> Check your understanding
**A)** Reproduce word for word the section of the passage on gut microbes and GI cancer that opens with the words containing "Conclusions: Microbially-derived DCA" and closes with "in colonic tumorigenesis.".
**B)** Rewrite the paragraph of the passage on gut microbes and GI cancer that begins "Background: Gut microbiota imbalances" as a short bulleted list that keeps its main facts.
**C)** Continue the passage on gut microbes and GI cancer, beginning right after its final sentence.

** Opening Excerpt provided block **

Conclusions: Microbially-derived DCA promotes colonic tumorigenesis in vivo in an experimental gnotobiotic model for CRC. Even in the absence of chemically-induced tumorigenesis, DCA promotes markers associated with CRC, suggesting a causal role of DCA in colonic tumorigenesis.

Background: Gut microbiota imbalances associated with inflammation and altered metabolism are prominent risk factors for GI cancers, such as colorectal cancer (CRC) and hepatocellular carcinoma (HCC). CEACAM proteins are known immune and epithelial cell regulators, and CEACAM1, 3, 5, and 6 bind to pathogenic microbes. Mutations of the CEACAM-encoding genes produce significant alterations in the gut microbiome through altered regulation of host-immune response, and changes correlate with scores of TGF-β pathway activity in GI cancers. Nearly 40% of human GI cancers have genetic alterations in the TGF-β pathway members, and cancers occur in mouse models with disruption of TGF-β signaling only in the presence of an altered microbiome. Yet, in-depth analyses of how cancer pathways such as TGF-β signaling are involved remain to be elucidated. We have recently found that in NASH-HCC murine model, hepatocyte-specific βII-spectrin knockout (LSKO) blocked diet-induced NASH and HCC (Sci Transl Med. 2021;13(624): eabk2267). We, therefore, investigated crosstalk between pathogen-binding CEACAM1, the gut microbiome, and the multifunctional intrinsically-disordered protein βII-spectrin (SPTBN1), a Smad3 adaptor, in driving GI cancers.

** Closing Excerpt provided block **
** Opening Supplied data block **

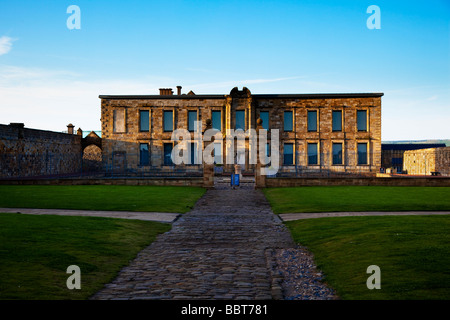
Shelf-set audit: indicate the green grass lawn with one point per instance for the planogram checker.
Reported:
(110, 198)
(413, 253)
(35, 252)
(358, 198)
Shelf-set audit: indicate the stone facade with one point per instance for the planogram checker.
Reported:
(427, 161)
(124, 141)
(29, 152)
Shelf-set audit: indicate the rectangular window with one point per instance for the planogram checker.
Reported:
(218, 153)
(192, 117)
(216, 120)
(119, 120)
(288, 121)
(264, 115)
(313, 158)
(288, 154)
(193, 153)
(144, 120)
(312, 121)
(361, 116)
(168, 121)
(362, 153)
(168, 154)
(337, 120)
(337, 153)
(144, 155)
(240, 120)
(267, 162)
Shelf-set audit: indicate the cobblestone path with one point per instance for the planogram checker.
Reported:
(222, 249)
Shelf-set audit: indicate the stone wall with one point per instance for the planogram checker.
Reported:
(366, 181)
(28, 152)
(427, 161)
(122, 139)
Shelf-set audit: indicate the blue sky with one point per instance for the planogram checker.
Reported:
(51, 76)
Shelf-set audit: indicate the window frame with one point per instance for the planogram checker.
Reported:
(236, 118)
(317, 153)
(220, 119)
(341, 124)
(140, 120)
(316, 122)
(284, 154)
(292, 120)
(115, 112)
(358, 154)
(164, 120)
(148, 162)
(332, 153)
(189, 122)
(366, 120)
(268, 119)
(164, 154)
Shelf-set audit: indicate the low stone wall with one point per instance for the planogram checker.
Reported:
(191, 182)
(366, 181)
(28, 152)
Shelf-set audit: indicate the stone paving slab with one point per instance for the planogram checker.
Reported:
(298, 216)
(149, 216)
(218, 250)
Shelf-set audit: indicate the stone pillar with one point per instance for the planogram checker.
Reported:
(260, 180)
(208, 169)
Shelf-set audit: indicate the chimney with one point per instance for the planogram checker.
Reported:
(70, 128)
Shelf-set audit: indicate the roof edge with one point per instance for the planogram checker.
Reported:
(272, 96)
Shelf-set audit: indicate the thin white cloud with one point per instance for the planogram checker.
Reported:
(5, 45)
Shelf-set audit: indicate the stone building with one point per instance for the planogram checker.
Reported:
(320, 133)
(431, 161)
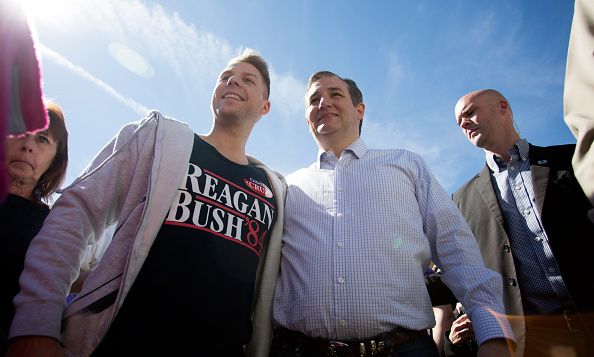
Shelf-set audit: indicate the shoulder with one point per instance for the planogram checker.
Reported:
(468, 187)
(560, 151)
(558, 156)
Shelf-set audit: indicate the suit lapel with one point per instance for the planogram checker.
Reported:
(485, 188)
(540, 176)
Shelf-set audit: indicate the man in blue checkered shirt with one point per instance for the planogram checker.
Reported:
(529, 216)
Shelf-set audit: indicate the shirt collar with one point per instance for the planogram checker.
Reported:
(357, 147)
(520, 148)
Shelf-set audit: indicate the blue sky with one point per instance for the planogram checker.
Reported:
(106, 61)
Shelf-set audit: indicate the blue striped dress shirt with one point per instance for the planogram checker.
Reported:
(359, 232)
(542, 286)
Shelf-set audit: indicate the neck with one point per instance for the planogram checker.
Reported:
(22, 189)
(502, 150)
(230, 144)
(336, 146)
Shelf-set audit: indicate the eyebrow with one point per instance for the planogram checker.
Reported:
(242, 73)
(466, 109)
(331, 89)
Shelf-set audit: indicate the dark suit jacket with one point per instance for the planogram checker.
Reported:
(563, 208)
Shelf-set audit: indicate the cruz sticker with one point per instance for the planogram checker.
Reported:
(258, 187)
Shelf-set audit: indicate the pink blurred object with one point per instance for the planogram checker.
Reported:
(21, 100)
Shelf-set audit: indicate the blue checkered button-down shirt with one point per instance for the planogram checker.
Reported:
(542, 287)
(359, 232)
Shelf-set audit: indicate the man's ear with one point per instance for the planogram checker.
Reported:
(265, 108)
(360, 111)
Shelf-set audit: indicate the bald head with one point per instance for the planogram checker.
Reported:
(486, 120)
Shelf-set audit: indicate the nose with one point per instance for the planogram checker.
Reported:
(323, 102)
(28, 142)
(232, 80)
(465, 123)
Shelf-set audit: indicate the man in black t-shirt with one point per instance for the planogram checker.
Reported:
(197, 285)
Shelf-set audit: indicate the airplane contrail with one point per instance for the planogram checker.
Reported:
(63, 61)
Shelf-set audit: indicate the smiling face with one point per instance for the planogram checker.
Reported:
(27, 159)
(331, 115)
(240, 93)
(483, 118)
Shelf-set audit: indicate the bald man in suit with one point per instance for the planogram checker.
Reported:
(528, 214)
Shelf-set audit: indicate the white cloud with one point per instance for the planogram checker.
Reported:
(63, 61)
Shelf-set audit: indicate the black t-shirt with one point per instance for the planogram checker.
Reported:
(194, 292)
(20, 221)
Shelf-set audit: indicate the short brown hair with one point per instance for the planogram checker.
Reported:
(51, 180)
(252, 57)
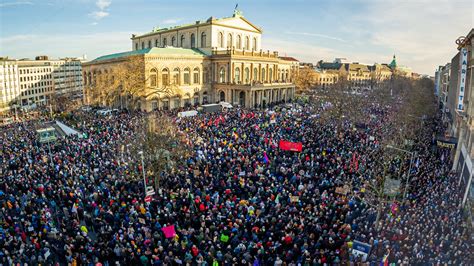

** Closing Supplied data block **

> Answers to the exercise
**A)**
Conclusions: Microbially-derived DCA promotes colonic tumorigenesis in vivo in an experimental gnotobiotic model for CRC. Even in the absence of chemically-induced tumorigenesis, DCA promotes markers associated with CRC, suggesting a causal role of DCA in colonic tumorigenesis.

**B)**
- Gut microbiota imbalances linked to inflammation and altered metabolism are prominent risk factors for GI cancers such as colorectal cancer (CRC) and hepatocellular carcinoma (HCC).
- CEACAM proteins regulate immune and epithelial cells, and CEACAM1, 3, 5, and 6 bind to pathogenic microbes.
- Mutations in CEACAM-encoding genes significantly alter the gut microbiome through altered regulation of the host-immune response. These changes correlate with TGF-β pathway activity scores in GI cancers.
- Nearly 40% of human GI cancers have genetic alterations in TGF-β pathway members.
- In mouse models with disrupted TGF-β signaling, cancers occur only when the microbiome is altered.
- How cancer pathways such as TGF-β signaling are involved has not yet been analyzed in depth.
- In a NASH-HCC mouse model, hepatocyte-specific βII-spectrin knockout (LSKO) blocked diet-induced NASH and HCC.
- The authors therefore investigated crosstalk among pathogen-binding CEACAM1, the gut microbiome, and βII-spectrin (SPTBN1), a multifunctional, intrinsically disordered Smad3 adaptor, in driving GI cancers.

**C)**
Methods: DNA from fecal samples collected from wild-type mice with disruption of TGF-β signaling (Smad4^+/-Sptbn1^+/-) were analyzed through shotgun metagenomics sequencing to identify differences in gut microbiota composition. We examined CEACAM expression, changes in the T cell populations, liver inflammation, and cancer in tissues from wild-type mice and liver-specific βII-spectrin knockout (LSKO) mice fed either a normal chow diet or DEN and Western diet (WD) induced NASH-HCC model.
Results: Doubly heterozygous Smad4^+/-Sptbn1^+/- mice (C57BL/6J) spontaneously develop GI cancers. These mice exhibit increased bacterial species associated with CRC in humans (C. septicum) and decreased commensal gut microbes associated with a healthy microbiome (B. vulgatus, P. distasonis). Single-cell RNA sequencing analyses revealed that Ceacam1 expression decreases in early CRC and in hepatocytes of WD fed mice (NASH). This result was corroborated using immunohistochemical analyses showing a decreased CEACAM1 expression in NASH livers of WD fed wild-type mice. Strikingly, CEACAM1 levels are increased and restored to normal in tissues from liver-specific βII-spectrin knockout (LSKO) mice. In addition, diet-induced changes in the T cell populations, liver inflammation, and cancer are blocked in LSKO mice.
Conclusion: Our results indicate that two critical pathways, TGF-β signaling, and immune mediator CEACAM1 can suppress inflammation and early GI cancers that arise with microbiome alterations.